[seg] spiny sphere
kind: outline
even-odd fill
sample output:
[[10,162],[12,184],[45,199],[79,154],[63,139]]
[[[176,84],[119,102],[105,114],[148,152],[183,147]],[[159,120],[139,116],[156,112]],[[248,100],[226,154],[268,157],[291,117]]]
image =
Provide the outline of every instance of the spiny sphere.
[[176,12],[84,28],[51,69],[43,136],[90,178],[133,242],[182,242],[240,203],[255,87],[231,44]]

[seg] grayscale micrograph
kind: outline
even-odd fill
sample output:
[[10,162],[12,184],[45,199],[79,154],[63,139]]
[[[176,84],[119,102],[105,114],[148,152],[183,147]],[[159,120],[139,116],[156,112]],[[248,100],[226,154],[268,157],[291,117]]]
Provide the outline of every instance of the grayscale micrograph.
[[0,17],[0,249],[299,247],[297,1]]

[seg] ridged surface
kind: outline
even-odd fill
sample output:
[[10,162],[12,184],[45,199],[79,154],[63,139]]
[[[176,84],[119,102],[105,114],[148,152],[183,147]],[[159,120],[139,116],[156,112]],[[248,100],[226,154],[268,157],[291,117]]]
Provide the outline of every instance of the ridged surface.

## To do
Can you copy the lines above word for word, starting at the one that contains "[seg] grayscale micrograph" and ending at the one that contains "[[0,17],[0,249],[299,247],[297,1]]", both included?

## Problem solution
[seg] grayscale micrograph
kind: outline
even-odd fill
sample output:
[[10,162],[12,184],[45,199],[79,154],[63,139]]
[[[176,84],[119,102],[105,114],[148,152],[183,147]],[[159,120],[139,116],[156,112]],[[248,100],[226,154],[268,157],[291,117]]]
Provide the outline of every instance of the grayscale micrograph.
[[0,17],[0,249],[299,247],[297,1]]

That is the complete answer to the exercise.